** Begin DATA EXCERPTS **

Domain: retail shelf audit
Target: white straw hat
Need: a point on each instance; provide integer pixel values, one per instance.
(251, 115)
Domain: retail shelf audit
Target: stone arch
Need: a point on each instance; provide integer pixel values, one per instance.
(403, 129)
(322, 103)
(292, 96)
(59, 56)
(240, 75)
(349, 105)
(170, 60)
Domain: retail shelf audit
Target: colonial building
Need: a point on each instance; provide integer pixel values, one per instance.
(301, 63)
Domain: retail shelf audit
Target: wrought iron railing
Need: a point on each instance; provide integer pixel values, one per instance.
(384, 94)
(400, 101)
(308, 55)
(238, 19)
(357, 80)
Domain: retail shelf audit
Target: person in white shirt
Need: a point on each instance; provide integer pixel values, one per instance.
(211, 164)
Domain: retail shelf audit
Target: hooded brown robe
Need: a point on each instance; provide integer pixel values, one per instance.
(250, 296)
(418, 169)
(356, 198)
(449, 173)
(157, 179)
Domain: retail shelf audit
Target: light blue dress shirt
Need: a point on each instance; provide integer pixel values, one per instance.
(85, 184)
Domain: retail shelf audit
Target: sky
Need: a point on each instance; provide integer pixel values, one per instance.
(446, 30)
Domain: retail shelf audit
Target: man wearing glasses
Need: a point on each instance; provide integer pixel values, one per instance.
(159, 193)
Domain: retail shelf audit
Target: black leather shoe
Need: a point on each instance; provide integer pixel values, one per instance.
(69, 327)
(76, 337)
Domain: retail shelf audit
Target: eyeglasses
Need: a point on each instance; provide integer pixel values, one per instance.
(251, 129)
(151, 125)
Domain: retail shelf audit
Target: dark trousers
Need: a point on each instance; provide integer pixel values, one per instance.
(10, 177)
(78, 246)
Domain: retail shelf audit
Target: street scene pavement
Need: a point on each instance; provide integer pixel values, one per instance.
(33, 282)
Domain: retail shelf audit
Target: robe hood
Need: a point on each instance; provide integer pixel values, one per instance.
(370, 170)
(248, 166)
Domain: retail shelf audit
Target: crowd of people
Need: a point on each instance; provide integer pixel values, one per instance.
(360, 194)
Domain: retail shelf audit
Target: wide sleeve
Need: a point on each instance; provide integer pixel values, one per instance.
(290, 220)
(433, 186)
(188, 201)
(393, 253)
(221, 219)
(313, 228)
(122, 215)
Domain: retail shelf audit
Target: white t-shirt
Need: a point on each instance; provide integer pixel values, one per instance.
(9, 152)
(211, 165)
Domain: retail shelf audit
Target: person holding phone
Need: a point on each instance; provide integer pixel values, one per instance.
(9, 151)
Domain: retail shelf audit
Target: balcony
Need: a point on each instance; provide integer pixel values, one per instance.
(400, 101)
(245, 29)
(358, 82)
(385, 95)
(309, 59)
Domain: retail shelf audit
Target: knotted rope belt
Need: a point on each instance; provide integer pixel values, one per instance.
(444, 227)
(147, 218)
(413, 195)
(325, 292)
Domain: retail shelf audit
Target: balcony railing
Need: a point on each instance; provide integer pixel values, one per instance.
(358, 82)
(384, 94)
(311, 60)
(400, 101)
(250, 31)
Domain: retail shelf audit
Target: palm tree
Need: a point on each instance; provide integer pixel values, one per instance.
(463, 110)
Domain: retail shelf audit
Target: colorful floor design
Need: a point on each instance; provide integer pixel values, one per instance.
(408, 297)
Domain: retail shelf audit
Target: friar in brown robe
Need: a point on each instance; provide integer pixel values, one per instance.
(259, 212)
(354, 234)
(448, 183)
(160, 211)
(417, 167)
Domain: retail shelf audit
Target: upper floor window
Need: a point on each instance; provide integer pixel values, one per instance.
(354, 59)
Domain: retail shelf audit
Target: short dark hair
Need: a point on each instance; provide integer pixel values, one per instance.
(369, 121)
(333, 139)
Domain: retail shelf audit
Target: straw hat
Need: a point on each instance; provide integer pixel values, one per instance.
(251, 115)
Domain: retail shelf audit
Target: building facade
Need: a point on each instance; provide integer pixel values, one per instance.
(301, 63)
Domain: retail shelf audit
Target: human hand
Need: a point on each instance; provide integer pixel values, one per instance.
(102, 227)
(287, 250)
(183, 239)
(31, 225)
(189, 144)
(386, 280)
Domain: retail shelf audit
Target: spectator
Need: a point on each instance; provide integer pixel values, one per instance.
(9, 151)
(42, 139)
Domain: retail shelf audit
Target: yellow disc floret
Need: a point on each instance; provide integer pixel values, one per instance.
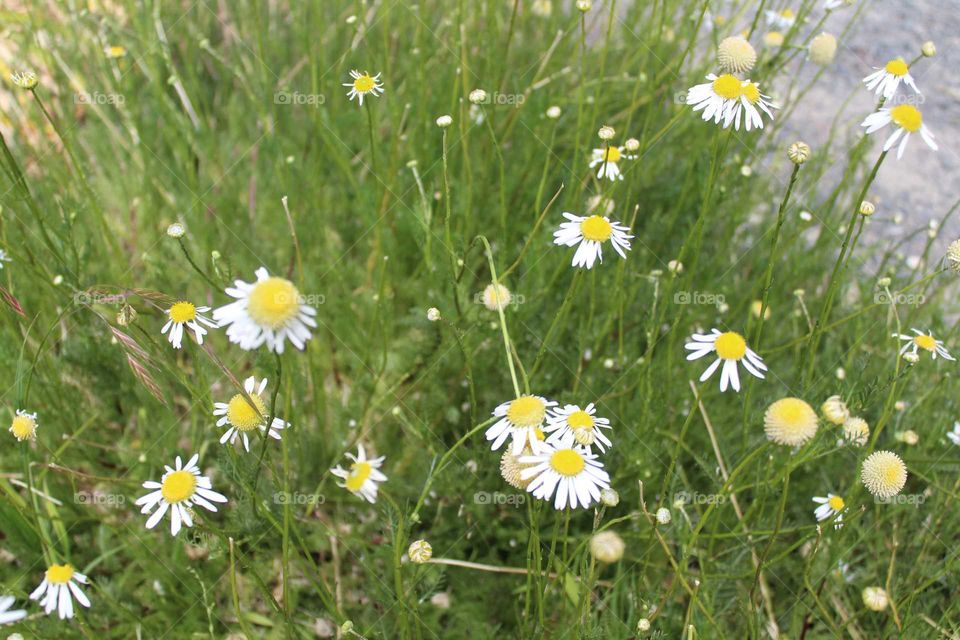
(183, 312)
(596, 228)
(273, 302)
(730, 346)
(244, 416)
(526, 411)
(178, 486)
(567, 462)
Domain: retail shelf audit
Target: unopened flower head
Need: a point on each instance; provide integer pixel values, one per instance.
(736, 55)
(883, 474)
(607, 547)
(790, 421)
(823, 49)
(420, 551)
(798, 152)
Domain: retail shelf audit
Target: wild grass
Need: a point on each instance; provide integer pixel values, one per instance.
(230, 118)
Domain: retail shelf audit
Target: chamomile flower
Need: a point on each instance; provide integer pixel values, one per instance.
(782, 20)
(363, 476)
(924, 341)
(749, 105)
(269, 311)
(6, 615)
(830, 506)
(609, 162)
(590, 232)
(954, 436)
(580, 424)
(59, 587)
(186, 314)
(24, 425)
(716, 97)
(907, 120)
(363, 84)
(179, 489)
(522, 420)
(730, 349)
(571, 475)
(243, 417)
(886, 80)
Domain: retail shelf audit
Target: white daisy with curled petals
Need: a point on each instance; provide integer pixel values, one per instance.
(59, 587)
(588, 233)
(8, 616)
(363, 476)
(830, 505)
(179, 489)
(521, 419)
(886, 80)
(270, 311)
(567, 473)
(907, 120)
(924, 341)
(243, 415)
(186, 314)
(363, 84)
(730, 349)
(583, 425)
(609, 162)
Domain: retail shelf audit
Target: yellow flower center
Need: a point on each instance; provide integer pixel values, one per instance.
(907, 117)
(243, 416)
(183, 312)
(567, 462)
(596, 228)
(730, 346)
(59, 573)
(580, 420)
(925, 342)
(526, 411)
(364, 83)
(728, 86)
(273, 302)
(359, 472)
(23, 427)
(612, 154)
(897, 67)
(178, 486)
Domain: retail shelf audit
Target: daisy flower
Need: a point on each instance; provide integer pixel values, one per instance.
(522, 420)
(831, 505)
(575, 475)
(717, 97)
(907, 119)
(749, 105)
(269, 311)
(886, 80)
(243, 417)
(582, 425)
(183, 314)
(608, 160)
(363, 476)
(362, 84)
(179, 490)
(59, 582)
(6, 615)
(24, 425)
(782, 20)
(590, 232)
(924, 341)
(954, 435)
(730, 349)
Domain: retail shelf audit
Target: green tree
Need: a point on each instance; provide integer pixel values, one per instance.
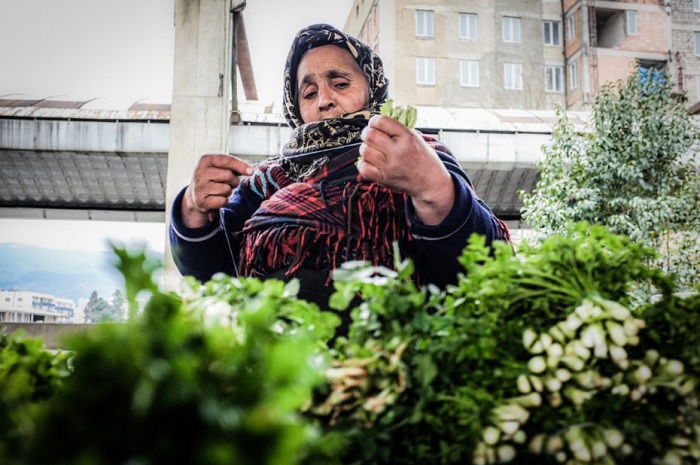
(98, 310)
(634, 172)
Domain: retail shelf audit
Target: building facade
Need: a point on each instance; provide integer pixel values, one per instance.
(35, 307)
(529, 54)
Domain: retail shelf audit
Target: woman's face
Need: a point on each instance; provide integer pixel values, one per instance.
(329, 84)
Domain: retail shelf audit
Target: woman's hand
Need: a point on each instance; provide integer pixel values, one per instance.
(398, 158)
(212, 184)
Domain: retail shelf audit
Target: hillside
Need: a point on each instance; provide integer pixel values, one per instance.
(63, 273)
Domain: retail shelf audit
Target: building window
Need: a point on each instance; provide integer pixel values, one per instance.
(631, 23)
(425, 71)
(552, 36)
(511, 29)
(467, 26)
(424, 23)
(554, 78)
(513, 76)
(571, 27)
(469, 73)
(573, 76)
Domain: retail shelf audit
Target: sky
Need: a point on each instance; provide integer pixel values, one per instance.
(118, 52)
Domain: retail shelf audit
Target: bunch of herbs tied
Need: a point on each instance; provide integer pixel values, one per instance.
(534, 358)
(176, 384)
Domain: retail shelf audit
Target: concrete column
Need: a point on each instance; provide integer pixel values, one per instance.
(201, 102)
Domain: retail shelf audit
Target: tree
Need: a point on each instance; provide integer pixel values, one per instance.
(635, 172)
(98, 310)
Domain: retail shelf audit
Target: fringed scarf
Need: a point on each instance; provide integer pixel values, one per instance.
(316, 211)
(319, 216)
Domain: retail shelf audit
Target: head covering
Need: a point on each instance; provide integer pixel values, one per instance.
(318, 35)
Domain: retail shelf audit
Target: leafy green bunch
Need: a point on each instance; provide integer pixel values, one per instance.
(406, 115)
(536, 357)
(29, 377)
(176, 385)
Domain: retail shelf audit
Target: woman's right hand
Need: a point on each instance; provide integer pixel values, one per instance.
(213, 181)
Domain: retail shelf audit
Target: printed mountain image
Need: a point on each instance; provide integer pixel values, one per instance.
(62, 273)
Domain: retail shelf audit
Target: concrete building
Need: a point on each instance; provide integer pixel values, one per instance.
(530, 54)
(33, 307)
(467, 54)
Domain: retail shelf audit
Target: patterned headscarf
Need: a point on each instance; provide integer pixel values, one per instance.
(333, 132)
(318, 35)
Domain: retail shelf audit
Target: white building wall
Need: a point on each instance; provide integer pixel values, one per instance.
(29, 306)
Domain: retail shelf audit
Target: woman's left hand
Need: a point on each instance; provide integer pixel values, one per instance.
(400, 159)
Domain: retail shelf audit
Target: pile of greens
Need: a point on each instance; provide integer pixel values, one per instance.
(539, 357)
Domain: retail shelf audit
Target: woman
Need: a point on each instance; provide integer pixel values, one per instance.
(304, 213)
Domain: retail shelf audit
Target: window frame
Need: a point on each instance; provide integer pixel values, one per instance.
(511, 21)
(469, 34)
(560, 79)
(470, 82)
(517, 77)
(573, 76)
(425, 24)
(571, 27)
(555, 39)
(429, 71)
(631, 23)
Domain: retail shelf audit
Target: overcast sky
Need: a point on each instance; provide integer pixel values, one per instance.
(120, 52)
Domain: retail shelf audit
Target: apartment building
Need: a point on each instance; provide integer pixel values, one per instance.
(529, 54)
(33, 307)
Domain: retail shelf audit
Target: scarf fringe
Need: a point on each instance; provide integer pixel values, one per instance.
(374, 220)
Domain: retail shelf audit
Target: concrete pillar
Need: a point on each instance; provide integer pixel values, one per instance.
(201, 102)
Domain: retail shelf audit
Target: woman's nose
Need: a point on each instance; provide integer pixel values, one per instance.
(326, 99)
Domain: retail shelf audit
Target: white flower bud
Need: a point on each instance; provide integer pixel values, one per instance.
(574, 363)
(520, 437)
(613, 437)
(598, 449)
(537, 364)
(536, 444)
(618, 354)
(563, 375)
(642, 374)
(616, 333)
(577, 348)
(557, 334)
(529, 338)
(491, 435)
(632, 326)
(523, 384)
(536, 383)
(505, 453)
(553, 384)
(673, 368)
(546, 340)
(555, 350)
(571, 324)
(510, 427)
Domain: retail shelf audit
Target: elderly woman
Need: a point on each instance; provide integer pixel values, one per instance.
(305, 212)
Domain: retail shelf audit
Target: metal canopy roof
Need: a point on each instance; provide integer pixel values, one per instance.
(62, 155)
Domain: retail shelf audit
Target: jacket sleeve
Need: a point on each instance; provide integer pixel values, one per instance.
(439, 246)
(205, 251)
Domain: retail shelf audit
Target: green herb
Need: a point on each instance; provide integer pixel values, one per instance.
(405, 115)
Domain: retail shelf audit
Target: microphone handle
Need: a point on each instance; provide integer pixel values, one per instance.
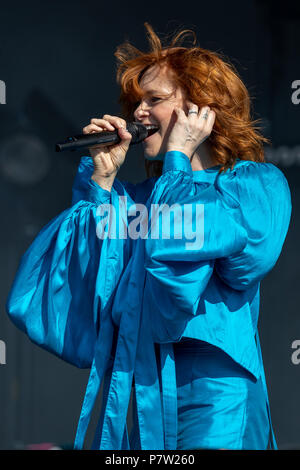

** End DATA EXCERPTS **

* THE TASK *
Pick out each line in the listing above that contains the word "woman", matching case exactly, and copy those lines in full.

* COMPLETED TASK *
Target: woman's face
Target: woman's hand
Target: woman's right hand
Target: woman's left hand
Target: woman
Target: woman's nose
Target: elderly woman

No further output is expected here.